* **HOW TO COMPLETE THIS TASK**:
Although the entries contain pictures, only their text goes into the copy, set down exactly.

[Photo-based referring expression data]
•••••

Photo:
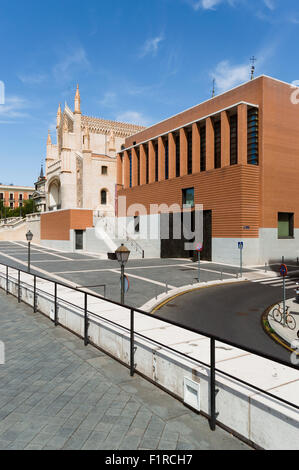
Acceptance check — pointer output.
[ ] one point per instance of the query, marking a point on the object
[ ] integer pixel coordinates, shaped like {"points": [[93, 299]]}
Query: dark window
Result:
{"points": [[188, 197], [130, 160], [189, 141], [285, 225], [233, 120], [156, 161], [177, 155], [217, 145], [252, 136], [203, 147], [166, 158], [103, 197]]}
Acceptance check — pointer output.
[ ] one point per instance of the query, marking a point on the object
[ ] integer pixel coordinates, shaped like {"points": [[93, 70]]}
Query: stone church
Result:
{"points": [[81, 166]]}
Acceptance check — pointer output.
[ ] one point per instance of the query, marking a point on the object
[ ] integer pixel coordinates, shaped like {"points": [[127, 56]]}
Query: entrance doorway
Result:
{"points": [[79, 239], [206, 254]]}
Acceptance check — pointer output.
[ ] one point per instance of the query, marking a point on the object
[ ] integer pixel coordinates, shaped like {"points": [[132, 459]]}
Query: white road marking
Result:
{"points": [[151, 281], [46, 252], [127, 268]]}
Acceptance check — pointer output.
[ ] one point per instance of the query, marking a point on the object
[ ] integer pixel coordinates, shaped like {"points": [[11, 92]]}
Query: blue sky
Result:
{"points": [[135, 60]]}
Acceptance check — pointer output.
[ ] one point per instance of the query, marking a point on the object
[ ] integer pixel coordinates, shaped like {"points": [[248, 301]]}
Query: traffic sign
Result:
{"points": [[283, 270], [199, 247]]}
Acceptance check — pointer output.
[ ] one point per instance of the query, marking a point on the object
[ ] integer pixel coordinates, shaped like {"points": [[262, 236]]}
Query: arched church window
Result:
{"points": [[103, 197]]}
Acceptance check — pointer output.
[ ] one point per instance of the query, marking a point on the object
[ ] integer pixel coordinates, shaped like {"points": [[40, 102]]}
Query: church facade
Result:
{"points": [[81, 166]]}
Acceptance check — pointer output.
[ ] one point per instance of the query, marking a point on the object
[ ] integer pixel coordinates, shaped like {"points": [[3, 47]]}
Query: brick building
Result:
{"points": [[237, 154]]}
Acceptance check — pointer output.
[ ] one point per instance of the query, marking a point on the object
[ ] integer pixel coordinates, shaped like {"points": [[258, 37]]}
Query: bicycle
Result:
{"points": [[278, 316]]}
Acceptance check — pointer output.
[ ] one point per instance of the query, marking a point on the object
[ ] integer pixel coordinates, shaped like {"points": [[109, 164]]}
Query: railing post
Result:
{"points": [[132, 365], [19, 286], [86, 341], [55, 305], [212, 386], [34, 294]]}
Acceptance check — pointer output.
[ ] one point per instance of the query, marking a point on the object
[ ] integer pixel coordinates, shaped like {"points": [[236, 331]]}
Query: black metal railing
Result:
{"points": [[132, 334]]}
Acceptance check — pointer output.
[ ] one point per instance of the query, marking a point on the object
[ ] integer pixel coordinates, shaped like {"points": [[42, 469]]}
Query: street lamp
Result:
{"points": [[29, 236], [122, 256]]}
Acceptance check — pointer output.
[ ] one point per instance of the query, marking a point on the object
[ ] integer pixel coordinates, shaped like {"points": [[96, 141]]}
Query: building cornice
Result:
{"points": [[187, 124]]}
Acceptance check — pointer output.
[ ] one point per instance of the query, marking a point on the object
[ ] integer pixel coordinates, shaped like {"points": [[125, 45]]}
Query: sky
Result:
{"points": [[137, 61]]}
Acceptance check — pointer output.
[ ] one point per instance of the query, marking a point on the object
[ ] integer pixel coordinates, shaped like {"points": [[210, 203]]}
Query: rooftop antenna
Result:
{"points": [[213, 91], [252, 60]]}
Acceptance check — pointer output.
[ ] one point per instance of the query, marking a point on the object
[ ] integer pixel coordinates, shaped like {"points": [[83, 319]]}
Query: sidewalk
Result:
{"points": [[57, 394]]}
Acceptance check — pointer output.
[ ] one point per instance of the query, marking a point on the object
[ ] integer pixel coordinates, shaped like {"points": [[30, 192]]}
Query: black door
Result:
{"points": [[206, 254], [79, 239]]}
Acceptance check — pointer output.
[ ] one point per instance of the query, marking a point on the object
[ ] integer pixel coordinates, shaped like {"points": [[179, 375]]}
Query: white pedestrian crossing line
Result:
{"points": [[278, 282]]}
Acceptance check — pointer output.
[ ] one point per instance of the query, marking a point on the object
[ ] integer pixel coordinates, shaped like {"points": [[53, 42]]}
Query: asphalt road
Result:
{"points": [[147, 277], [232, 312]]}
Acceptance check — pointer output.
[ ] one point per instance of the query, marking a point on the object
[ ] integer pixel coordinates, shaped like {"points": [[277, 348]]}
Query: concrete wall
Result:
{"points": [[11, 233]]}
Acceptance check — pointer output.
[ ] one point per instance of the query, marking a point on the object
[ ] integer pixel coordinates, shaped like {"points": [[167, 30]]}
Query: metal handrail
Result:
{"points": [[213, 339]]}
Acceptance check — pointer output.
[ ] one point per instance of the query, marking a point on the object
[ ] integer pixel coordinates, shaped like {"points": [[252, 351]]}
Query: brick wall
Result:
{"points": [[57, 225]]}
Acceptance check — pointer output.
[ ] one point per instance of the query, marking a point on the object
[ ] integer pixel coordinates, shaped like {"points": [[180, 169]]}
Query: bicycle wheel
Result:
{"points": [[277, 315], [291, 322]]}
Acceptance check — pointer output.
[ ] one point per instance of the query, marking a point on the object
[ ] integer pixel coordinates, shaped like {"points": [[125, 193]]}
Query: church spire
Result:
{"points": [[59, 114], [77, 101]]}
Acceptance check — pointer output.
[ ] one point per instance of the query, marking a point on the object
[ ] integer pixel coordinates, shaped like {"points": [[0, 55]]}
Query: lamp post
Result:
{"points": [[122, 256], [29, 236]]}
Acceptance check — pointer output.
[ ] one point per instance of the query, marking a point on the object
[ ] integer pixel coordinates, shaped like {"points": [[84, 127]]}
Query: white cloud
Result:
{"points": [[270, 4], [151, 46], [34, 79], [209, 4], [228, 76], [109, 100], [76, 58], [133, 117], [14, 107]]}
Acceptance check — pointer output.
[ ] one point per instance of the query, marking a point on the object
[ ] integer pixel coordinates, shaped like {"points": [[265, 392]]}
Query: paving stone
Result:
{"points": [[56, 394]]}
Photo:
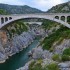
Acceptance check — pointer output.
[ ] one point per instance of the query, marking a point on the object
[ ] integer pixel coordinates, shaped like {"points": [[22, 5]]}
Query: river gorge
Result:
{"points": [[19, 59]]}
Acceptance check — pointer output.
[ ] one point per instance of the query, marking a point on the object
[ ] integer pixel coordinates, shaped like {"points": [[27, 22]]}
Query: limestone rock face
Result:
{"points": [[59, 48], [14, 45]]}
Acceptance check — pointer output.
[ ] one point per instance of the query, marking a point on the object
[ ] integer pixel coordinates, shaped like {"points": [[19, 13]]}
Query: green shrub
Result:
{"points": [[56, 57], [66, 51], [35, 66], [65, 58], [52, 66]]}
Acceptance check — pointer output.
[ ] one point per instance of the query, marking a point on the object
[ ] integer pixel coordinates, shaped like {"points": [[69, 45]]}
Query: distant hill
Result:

•••••

* **RESULT OF THE TASK**:
Photo:
Acceptance check — pointer output.
[ ] one point per instance of the query, marking a point on the object
[ ] integer pixel coordinates, shaped like {"points": [[93, 299]]}
Query: dark window
Result:
{"points": [[188, 197], [130, 160], [189, 141], [285, 225], [233, 120], [156, 161], [177, 155], [217, 145], [252, 136], [203, 147], [166, 158], [103, 197]]}
Acceptance check — pointer output.
[ ] one point per instance of the query, marking a point on the object
[ ] integer pixel coordinates, shaped like {"points": [[93, 70]]}
Query: stone church
Result:
{"points": [[81, 166]]}
Acceptance check — pointer output.
[ ] one point per instance of the query, marking a point on the object
[ ] integer pixel coordinates, shaped like {"points": [[127, 56]]}
Query: entrance doorway
Result:
{"points": [[79, 239], [206, 254]]}
Acceptance check — pointer output.
[ ] one point per instance of the query, marking a point on the object
[ ] integer pixel coordinates, shaped like {"points": [[132, 459]]}
Query: white road marking
Result:
{"points": [[151, 281], [46, 252], [127, 268]]}
Acceptance check — pointer output.
[ ] one point per instance of the query, marking a point on the object
[ ] integer pixel coordinates, shaped like {"points": [[11, 92]]}
Query: blue sky
Result:
{"points": [[135, 60]]}
Acceptance check — pointer output.
[ ] one point per instance of the query, marking a point on the object
[ ] integer pixel coordinates, shaped like {"points": [[248, 301]]}
Query: traffic sign
Result:
{"points": [[283, 270], [199, 247]]}
Acceptance check — pointer output.
[ ] one point per instance of the query, marking a point on the object
[ ] integer pixel coordinates, shaped like {"points": [[262, 236]]}
Query: arched church window
Result:
{"points": [[103, 197]]}
Acceptance check — pointer output.
[ ] one point per instance of the query, marking a point on the object
[ ] integer pixel coordinates, shaped like {"points": [[40, 102]]}
Query: church facade
Result:
{"points": [[81, 166]]}
Acceptance check — pointer output.
[ ] one point per instance of the query, marking a point on the object
[ ] integer pixel coordinates, shaped like {"points": [[3, 47]]}
Query: brick building
Result:
{"points": [[237, 154]]}
Acceptance check — pointer output.
[ ] one point per instance of the query, marking a point on the object
[ ] integer pixel coordinates, shaped like {"points": [[258, 37]]}
Query: bicycle
Result:
{"points": [[278, 316]]}
Acceptance check — pointer output.
[ ] one point per instance of the query, marking a point on the object
[ ] integer pixel coordinates, shaped like {"points": [[109, 164]]}
Query: railing post
Result:
{"points": [[132, 365], [19, 286], [86, 341], [55, 305], [212, 386], [34, 294]]}
Acceptance check — pointer output.
[ ] one point per instance of the query, marking a point on the object
[ ] integer pixel coordinates, shaped like {"points": [[236, 331]]}
Query: black metal railing
Result:
{"points": [[132, 334]]}
Acceptance check — pointer output.
[ ] one point per instance of the query, marking a point on the object
[ ] integer pixel coordinates, shaped like {"points": [[42, 469]]}
Query: street lamp
Result:
{"points": [[29, 236], [122, 256]]}
Acceptance check — pointer output.
[ ] one point per instance of the query, marking a point on the object
[ ] integer pixel coordinates, shaped like {"points": [[96, 141]]}
Query: building cornice
Result:
{"points": [[187, 124]]}
Acceptance check — pointer output.
[ ] one point per instance of the query, marking a point on the object
[ ] integer pixel coordinates, shaped like {"points": [[125, 45]]}
Query: sky
Result:
{"points": [[137, 61]]}
Acceptance check — pointer output.
[ ] one point per instance of the query, marking a point on the object
[ ] integer pixel coordinates, shaped like {"points": [[210, 203]]}
Query: rooftop antenna
Result:
{"points": [[213, 91], [252, 60]]}
Acceptance check — pointer output.
[ ] one point per instance of the query, marking a point on the object
[ ] integer pixel coordinates, shaped like {"points": [[83, 319]]}
Query: sidewalk
Result:
{"points": [[57, 394]]}
Acceptance check — pointer output.
[ ] one point per instance of the query, marking a point on the object
[ ] integer pixel coordinates, shaped like {"points": [[30, 192]]}
Query: black door
Result:
{"points": [[206, 254], [79, 239]]}
Acceptance check — pointer output.
[ ] one point per instance of the query, marking a point on the object
[ ] integer pixel coordinates, shaped like {"points": [[179, 375]]}
Query: white pedestrian crossing line
Result:
{"points": [[278, 282]]}
Acceptance check — pointer output.
[ ] one point per instance of the query, marking a point on the object
[ ] integer pixel coordinates, shaped like {"points": [[53, 42]]}
Query: asphalt road
Result:
{"points": [[147, 277], [232, 312]]}
Acceptance check — pointer output.
[ ] one point per instance of the query, marking a point on the object
[ ] integer pixel coordinates, shaped like {"points": [[277, 348]]}
Query: concrete wall
Result:
{"points": [[11, 233]]}
Acceptance check — pointer output.
[ ] one point per instance of the query, marking a point on the object
[ ] integer pixel coordinates, shaped like {"points": [[167, 30]]}
Query: metal handrail
Result:
{"points": [[213, 339]]}
Acceptance check — pointer output.
[ ] one point per instance of the query, marking a point on the object
[ ] integer pixel coordinates, shaped like {"points": [[252, 351]]}
Query: brick wall
Result:
{"points": [[57, 225]]}
Acceptance check — pointer output.
[ ] one point per instance of the query, marking a point on the object
[ ] integer pixel coordinates, shaped like {"points": [[180, 169]]}
Query: bicycle wheel
Result:
{"points": [[277, 315], [291, 322]]}
Acceptance check — pointer output.
[ ] one point per instance of the query, marking a point on the object
[ ] integer pixel coordinates, shaped like {"points": [[125, 193]]}
Query: church spire
Result:
{"points": [[59, 114], [77, 101]]}
Acceptance check — pointer output.
[ ] one point per instance of the query, marking a point on the object
[ ] integer pixel coordinates, shaped like {"points": [[0, 55]]}
Query: lamp post
Result:
{"points": [[122, 256], [29, 236]]}
Acceptance check — pointer output.
[ ] one point per instance of the query, marking a point on the object
[ ] integer pixel coordinates, shaped like {"points": [[84, 127]]}
Query: white cloud
Result:
{"points": [[270, 4], [151, 46], [34, 79], [209, 4], [228, 76], [109, 100], [76, 58], [133, 117], [14, 107]]}
Acceptance check — pointer output.
[ ] one point per instance of the query, marking a point on the object
[ ] integer pixel coordinates, shaped like {"points": [[265, 392]]}
Query: paving stone
Result:
{"points": [[56, 394]]}
Photo:
Acceptance check — pointer output.
[ ] one point per instance of the query, marking a point on the object
[ ] integer pixel coordinates, shaped like {"points": [[22, 5]]}
Query: river gorge
Result:
{"points": [[19, 59]]}
Acceptance check — pointer output.
[ ] one point per instance of the query, marking a point on the object
[ ] integer pixel coordinates, shaped like {"points": [[27, 22]]}
Query: limestone rock face
Result:
{"points": [[59, 48], [14, 45]]}
Acceptance check — pointer output.
[ ] one point per instance of the query, marking a point on the object
[ ] integer pixel coordinates, shaped like {"points": [[19, 13]]}
Query: green shrub
Result:
{"points": [[56, 57], [66, 51], [35, 66], [65, 58], [52, 66]]}
Acceptance check — pointer output.
[ ] one point per instance of the query, marking a point on the object
[ ] integer pixel coordinates, shaped like {"points": [[69, 45]]}
Query: distant hill
Result:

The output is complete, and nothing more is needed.